:: Goal of the exercise ::
Once the line containing "the tree line" is found in the entries below, reproduce it and every line after it, stopping at and including the line containing "where the wooden"; reproduce nothing else, and keep each line exact.

══ Given records ══

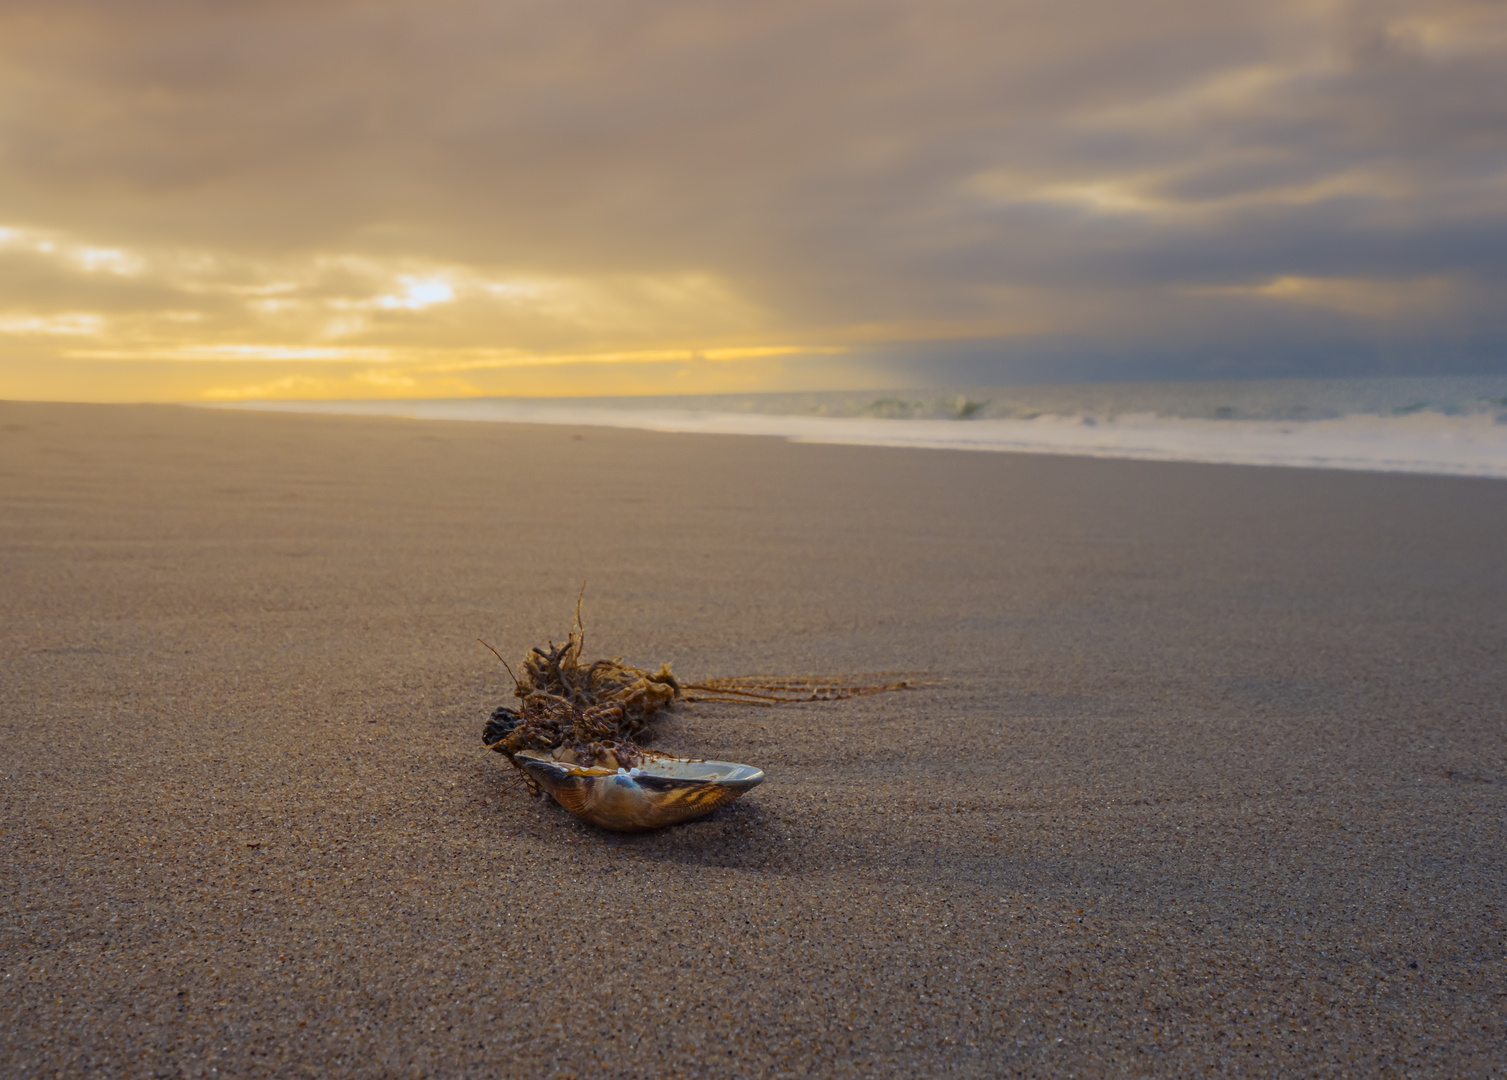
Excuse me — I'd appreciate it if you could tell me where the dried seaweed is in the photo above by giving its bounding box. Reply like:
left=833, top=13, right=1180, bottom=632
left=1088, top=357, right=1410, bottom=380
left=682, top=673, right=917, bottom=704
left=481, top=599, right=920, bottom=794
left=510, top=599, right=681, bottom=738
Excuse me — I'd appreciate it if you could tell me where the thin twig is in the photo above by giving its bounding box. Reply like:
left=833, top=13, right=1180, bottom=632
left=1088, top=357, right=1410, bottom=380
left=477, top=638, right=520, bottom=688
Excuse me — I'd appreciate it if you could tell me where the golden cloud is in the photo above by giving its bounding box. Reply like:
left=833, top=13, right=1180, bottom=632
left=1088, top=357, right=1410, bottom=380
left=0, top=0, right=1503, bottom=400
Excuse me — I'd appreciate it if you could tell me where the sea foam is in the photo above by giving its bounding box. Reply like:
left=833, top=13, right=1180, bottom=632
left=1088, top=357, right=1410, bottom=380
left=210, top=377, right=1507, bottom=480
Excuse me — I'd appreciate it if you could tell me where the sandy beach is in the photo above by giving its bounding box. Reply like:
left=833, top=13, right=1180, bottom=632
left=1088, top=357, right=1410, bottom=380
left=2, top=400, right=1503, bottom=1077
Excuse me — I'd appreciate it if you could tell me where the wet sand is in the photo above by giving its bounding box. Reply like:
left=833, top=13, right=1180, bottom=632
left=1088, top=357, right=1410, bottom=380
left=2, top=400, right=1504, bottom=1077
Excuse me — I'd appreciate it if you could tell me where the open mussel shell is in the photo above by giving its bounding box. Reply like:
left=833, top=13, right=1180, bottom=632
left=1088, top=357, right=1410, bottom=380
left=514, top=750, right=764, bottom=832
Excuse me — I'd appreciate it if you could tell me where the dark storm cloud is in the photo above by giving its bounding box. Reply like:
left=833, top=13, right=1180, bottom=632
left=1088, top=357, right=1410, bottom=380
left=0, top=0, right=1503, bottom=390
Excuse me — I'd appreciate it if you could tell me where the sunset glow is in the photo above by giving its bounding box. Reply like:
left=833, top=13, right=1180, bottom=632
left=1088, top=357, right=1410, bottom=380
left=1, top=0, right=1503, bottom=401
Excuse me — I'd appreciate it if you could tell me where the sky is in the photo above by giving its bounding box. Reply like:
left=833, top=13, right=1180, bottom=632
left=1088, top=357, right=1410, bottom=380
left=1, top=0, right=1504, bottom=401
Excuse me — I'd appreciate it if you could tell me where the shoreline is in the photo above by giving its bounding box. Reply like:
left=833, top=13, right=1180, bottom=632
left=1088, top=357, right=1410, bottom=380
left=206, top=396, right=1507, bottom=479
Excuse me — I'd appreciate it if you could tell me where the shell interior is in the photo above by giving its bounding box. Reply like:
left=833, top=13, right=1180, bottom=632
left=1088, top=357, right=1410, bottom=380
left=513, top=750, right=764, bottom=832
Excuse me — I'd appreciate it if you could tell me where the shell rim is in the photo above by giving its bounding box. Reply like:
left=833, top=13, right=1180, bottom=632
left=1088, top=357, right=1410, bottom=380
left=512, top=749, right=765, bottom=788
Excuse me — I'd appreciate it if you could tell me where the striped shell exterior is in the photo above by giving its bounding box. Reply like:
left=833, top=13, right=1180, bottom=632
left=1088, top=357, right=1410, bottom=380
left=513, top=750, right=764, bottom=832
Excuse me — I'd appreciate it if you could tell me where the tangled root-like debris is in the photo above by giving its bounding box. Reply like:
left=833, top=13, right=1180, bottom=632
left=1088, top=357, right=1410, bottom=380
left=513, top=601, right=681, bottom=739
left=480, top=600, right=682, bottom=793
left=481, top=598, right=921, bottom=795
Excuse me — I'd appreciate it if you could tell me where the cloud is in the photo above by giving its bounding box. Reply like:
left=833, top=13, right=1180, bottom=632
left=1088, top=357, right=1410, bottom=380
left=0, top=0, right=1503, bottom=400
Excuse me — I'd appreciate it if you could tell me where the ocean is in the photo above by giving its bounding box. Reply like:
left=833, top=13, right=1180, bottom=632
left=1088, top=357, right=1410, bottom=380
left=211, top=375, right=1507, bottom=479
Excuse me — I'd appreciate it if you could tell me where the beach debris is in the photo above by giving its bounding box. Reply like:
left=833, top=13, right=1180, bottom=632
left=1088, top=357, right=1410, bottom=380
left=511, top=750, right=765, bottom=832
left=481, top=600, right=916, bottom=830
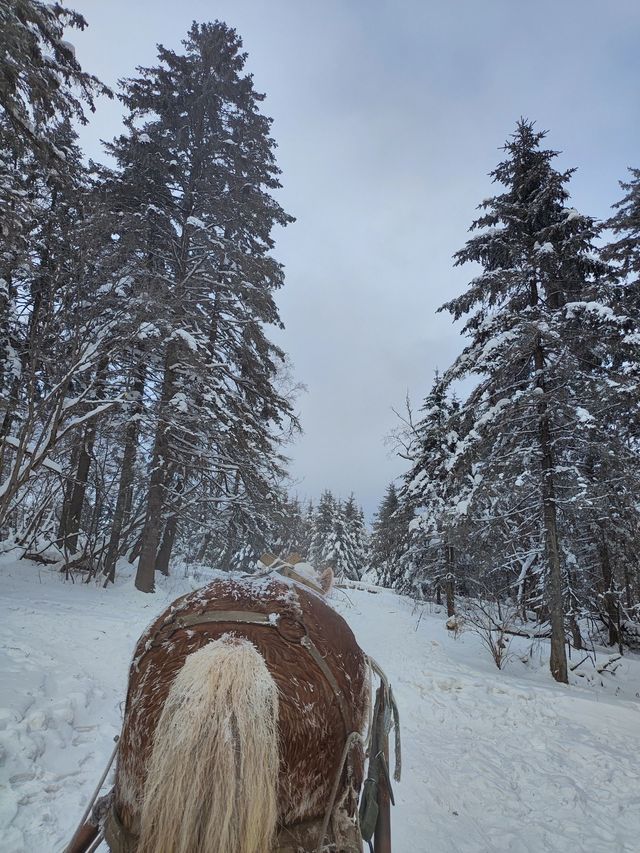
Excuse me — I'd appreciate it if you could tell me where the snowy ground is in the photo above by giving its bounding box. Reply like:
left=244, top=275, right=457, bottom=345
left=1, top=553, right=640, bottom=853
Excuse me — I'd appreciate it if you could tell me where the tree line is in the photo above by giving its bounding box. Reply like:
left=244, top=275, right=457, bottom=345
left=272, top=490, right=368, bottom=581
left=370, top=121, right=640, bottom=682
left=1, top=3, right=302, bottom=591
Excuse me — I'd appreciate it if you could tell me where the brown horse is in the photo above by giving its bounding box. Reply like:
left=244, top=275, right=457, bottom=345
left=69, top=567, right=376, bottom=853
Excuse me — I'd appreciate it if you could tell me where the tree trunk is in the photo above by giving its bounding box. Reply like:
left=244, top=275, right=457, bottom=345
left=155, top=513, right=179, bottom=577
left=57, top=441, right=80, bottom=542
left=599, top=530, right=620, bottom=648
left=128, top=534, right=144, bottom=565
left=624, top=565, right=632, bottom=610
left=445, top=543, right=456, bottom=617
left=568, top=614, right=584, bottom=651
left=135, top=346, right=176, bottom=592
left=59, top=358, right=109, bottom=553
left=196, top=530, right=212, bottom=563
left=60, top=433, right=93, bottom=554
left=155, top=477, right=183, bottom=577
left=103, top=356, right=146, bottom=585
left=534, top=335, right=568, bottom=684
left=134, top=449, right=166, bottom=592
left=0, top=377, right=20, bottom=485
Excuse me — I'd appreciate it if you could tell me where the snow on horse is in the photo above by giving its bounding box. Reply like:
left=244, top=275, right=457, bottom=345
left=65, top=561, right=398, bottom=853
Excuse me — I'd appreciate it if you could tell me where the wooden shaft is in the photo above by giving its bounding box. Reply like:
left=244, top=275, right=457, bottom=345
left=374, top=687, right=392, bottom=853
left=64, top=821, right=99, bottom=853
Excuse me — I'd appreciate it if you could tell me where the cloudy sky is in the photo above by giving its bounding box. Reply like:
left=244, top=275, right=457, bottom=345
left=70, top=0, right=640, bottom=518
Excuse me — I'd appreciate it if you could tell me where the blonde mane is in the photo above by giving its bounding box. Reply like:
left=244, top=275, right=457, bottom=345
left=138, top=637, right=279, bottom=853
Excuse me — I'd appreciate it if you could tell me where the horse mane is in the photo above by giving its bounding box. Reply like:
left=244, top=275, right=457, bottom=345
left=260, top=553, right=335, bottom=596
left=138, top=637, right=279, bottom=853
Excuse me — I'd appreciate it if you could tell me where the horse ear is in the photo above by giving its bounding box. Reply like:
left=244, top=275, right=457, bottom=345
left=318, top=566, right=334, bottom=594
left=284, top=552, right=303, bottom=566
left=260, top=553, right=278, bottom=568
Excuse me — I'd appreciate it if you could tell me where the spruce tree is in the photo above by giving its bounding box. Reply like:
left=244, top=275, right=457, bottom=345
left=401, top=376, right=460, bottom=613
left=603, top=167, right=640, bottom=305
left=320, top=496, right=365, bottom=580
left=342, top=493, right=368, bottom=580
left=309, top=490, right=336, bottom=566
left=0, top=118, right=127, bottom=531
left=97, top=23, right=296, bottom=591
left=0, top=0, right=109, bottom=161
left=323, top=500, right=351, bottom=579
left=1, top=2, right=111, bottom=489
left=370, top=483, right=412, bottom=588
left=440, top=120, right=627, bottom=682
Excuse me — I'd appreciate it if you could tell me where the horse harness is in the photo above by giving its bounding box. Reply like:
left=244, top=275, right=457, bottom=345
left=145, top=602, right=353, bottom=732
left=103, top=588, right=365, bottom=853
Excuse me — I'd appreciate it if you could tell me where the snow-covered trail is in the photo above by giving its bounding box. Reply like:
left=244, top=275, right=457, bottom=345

═══

:: Response box ::
Excuse me — I'd appreciate it if you could tell me where the tree line is in the photo above by giving its bounding box. Reply like:
left=244, top=275, right=457, bottom=345
left=272, top=490, right=368, bottom=581
left=370, top=121, right=640, bottom=682
left=1, top=3, right=302, bottom=591
Excuse me — I'd appreciate it if you could tell me where the brown horse is in the photo above by giving its bounding box. Reply like:
left=244, top=275, right=457, bottom=345
left=69, top=567, right=376, bottom=853
Excuse me — I'd appreciate it if you could tell me where the tree trunk is in the photo above by giving its bounding box. Reply like:
left=244, top=275, right=457, bottom=345
left=155, top=513, right=179, bottom=577
left=57, top=441, right=80, bottom=542
left=599, top=530, right=620, bottom=648
left=128, top=534, right=144, bottom=565
left=624, top=565, right=632, bottom=610
left=445, top=543, right=456, bottom=617
left=568, top=614, right=584, bottom=651
left=135, top=346, right=176, bottom=592
left=59, top=358, right=109, bottom=553
left=196, top=530, right=212, bottom=563
left=60, top=433, right=93, bottom=554
left=155, top=477, right=183, bottom=577
left=103, top=356, right=146, bottom=585
left=534, top=335, right=568, bottom=684
left=134, top=449, right=166, bottom=592
left=0, top=377, right=20, bottom=485
Excuse me — I'd appreciate it if you could tell me where the snow on horse is in the photo above by giving its bounding box. Reply like:
left=244, top=275, right=457, bottom=345
left=65, top=561, right=398, bottom=853
Excuse me — I'd appreciate it if you could tell me where the wooden shaft is in the photo above by giving its bounding box. Reply like:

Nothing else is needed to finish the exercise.